Repeat the listing below line by line, exactly, leaving its pictures behind.
Information supplied Block Start
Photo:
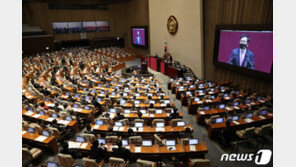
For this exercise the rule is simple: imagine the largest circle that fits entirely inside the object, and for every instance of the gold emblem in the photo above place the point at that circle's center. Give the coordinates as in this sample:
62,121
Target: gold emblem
172,24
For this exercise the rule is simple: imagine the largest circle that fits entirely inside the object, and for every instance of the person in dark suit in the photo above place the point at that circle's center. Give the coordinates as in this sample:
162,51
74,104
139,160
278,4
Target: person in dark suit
98,153
242,56
121,152
69,151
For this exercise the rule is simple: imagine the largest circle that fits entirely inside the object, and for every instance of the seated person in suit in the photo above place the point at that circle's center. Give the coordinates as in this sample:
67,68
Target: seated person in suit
242,56
175,114
55,125
121,152
70,151
98,152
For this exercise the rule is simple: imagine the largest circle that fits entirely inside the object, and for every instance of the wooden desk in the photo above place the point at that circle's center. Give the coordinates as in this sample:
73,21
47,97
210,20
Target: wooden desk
257,121
72,124
158,152
49,143
146,129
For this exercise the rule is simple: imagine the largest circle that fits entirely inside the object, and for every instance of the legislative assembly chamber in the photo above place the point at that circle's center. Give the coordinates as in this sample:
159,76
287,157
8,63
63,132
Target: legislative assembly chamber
147,83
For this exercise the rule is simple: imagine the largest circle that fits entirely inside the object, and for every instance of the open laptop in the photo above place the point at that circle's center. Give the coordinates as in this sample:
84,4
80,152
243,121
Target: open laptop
119,124
79,139
139,124
124,142
160,124
31,130
221,106
193,141
181,123
45,133
51,164
99,122
101,141
219,120
147,143
170,142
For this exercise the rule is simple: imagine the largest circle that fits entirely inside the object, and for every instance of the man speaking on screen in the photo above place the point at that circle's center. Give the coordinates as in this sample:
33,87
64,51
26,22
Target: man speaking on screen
242,56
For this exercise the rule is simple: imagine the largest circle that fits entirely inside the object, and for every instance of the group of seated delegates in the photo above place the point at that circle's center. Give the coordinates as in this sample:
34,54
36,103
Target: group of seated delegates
70,89
218,103
116,52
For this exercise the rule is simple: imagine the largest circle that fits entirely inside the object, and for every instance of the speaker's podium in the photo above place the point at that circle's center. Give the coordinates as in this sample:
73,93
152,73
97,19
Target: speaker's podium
144,69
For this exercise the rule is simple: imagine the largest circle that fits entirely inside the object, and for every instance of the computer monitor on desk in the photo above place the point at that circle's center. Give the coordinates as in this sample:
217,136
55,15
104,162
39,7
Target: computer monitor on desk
181,123
51,164
139,124
102,141
31,130
124,142
79,139
45,133
219,120
193,142
99,122
119,124
170,142
160,124
147,143
221,106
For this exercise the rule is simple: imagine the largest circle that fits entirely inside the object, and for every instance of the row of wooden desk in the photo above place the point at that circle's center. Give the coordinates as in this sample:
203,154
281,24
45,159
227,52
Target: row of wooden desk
240,124
156,152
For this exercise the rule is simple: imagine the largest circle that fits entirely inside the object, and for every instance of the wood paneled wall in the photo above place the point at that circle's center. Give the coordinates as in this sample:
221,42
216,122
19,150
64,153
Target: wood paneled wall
234,12
121,14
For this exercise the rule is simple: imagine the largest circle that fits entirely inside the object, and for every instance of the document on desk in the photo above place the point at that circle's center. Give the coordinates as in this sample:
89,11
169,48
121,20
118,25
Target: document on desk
23,132
137,149
36,115
50,119
74,144
121,128
235,122
159,129
41,138
29,113
171,148
83,145
96,127
248,120
50,105
115,128
228,108
192,147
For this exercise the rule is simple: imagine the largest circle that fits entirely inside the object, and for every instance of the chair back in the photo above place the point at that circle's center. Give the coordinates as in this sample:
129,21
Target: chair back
136,140
65,160
174,121
116,162
249,132
89,162
111,139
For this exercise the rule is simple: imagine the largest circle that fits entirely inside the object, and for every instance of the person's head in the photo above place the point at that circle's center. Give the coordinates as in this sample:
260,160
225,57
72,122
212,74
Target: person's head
187,130
88,127
65,145
54,121
244,41
119,144
95,143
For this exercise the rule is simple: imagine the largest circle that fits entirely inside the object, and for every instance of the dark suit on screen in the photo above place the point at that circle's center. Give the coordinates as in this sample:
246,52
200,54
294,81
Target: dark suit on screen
Information supplied Block End
Result of the task>
Photo:
For this exercise the rule is simple: imagine the largest circle that fits entirely inside the object, and for every instance of the gold emblem in the photo above place the point at that circle's center. Give the coordinates as in this sample:
62,121
Target: gold emblem
172,24
For this exercise the rule is simple: imagine the largest circle that fits entirely inside the object, and for every instance of the person in dark suit in the photo above place the point at that circle's center. Give the coordinates as in this sample:
162,51
74,104
139,160
278,4
Target: person in dark suit
98,153
242,56
121,152
69,151
For this exercise the rule is simple: imagine the largest circle that fits entirely inside the object, and for every instance of the seated person in suit in the photo above place the point at that circle's center. Give the coordinates as in this sample:
67,68
Target: seated person in suit
242,56
175,114
55,125
121,152
70,151
98,152
For this exercise the rule is simple: imagine the largest circle that fits entirely inside the object, and for every instance of the wooden desk in the photo above place the point at that circle's center. Give the coordinates as in this sample:
73,21
47,97
210,20
Target: wooden desk
257,121
72,124
158,152
49,143
146,129
For this exercise the rule is simple: imagine the largest circle that fits entirely inside the object, and for every instance of the legislative assembly chamber in the photo above place the point at that circle's center. Give the coordinates as in this sample:
159,76
287,157
8,63
63,132
Target: legislative assembly chamber
147,83
For this exercise the rule is simple: imagine the largest circle that fits entirely inside the object, and for every instance of the open laptop in the photo above place the point at that circle's center. Give the coordinates as in this sample:
84,4
80,152
243,121
Target: open laptop
119,124
79,139
139,124
124,142
160,124
31,130
221,106
193,141
181,123
45,133
51,164
99,122
101,141
219,120
147,143
170,142
For this exercise the rule is simple: imagine the largest circle that fits entirely inside the object, and for every instance of the man speaking on screen in the photo above place the point at that circle's center. Give the coordinates as in this sample:
33,87
64,51
26,22
Target: man speaking on screen
242,56
For this exercise the rule is simple: imagine the largest circle that fits entirely inside the object, and for every instance of the group of seated delegates in the photo above place the point at that circle's center. Give the coordinates as in this sample:
34,54
36,103
Target: group of seated delegates
70,89
218,103
116,52
For this exercise the rule is simple: imagine the largest circle that fits entirely inside the object, and for every instance of the speaker's podium in the photo above place the point at that circle's center. Give the coordinates as in this sample:
73,93
152,73
97,19
Target: speaker's podium
144,69
For this exercise the rule is simple: imagine the largest circle that fits entirely inside the object, and for every instance of the computer monitor on desk in the photo above place the point at that circle's center. Give the coordinates as in this sample:
217,136
55,15
104,162
39,7
Target: computer monitor on desk
181,123
51,164
139,124
102,141
31,130
124,142
79,139
45,133
219,120
193,142
99,122
119,124
170,142
160,124
147,143
221,106
For this exercise the rule is simple: imagine the largest circle that fits entirely inside the object, and for every instance of the row of wooden desk in the photo above place the point at that circle's center. Give the coordinates as in this sample:
203,154
281,24
45,159
227,52
Target: row of wooden desk
240,124
156,152
For this exercise the rule is simple: imagine the largest circle that fits entirely inside the object, and for every instance of the wood paneled wall in the photo above place the point at that circle's center. Give the coordinates as in this sample:
221,42
216,122
19,150
64,153
Target: wood paneled wall
234,12
121,14
For this exercise the rule is simple: imagine the largest circle that fits entirely inside the object, and for every instance of the document on desk in the photo above place the point at that circle's center. Give the coordinates as in this sample:
89,11
169,48
121,20
118,25
Target: document on desk
23,132
137,149
36,115
50,119
74,144
121,128
235,122
159,129
41,138
29,113
171,148
83,145
96,127
248,120
50,105
115,128
228,108
192,147
For this exercise the rule is simple: imagine the largest circle that fits entirely inside the object, and for every instance of the chair back in the photo above place the point at that circle's center. Give the coordinates as in this sample:
129,21
Target: chair back
136,140
65,160
174,121
116,162
249,132
89,162
111,139
For this exercise the rule is simple: imagine the largest circle that fits entirely inside the object, and for every instance of the person's head in the photo above place the point at that circle's center. Give the coordinates as in this sample:
260,160
225,57
72,122
212,74
Target: person's head
187,130
88,127
65,145
54,121
244,41
119,144
95,143
For this exercise the rule is simple: imagine the largest circle that fits entirely inside the object, and for every instance of the dark suit on screen in the photo above place the point at that circle's center. Give the coordinates as in this sample:
246,52
200,54
294,81
Target: dark suit on screen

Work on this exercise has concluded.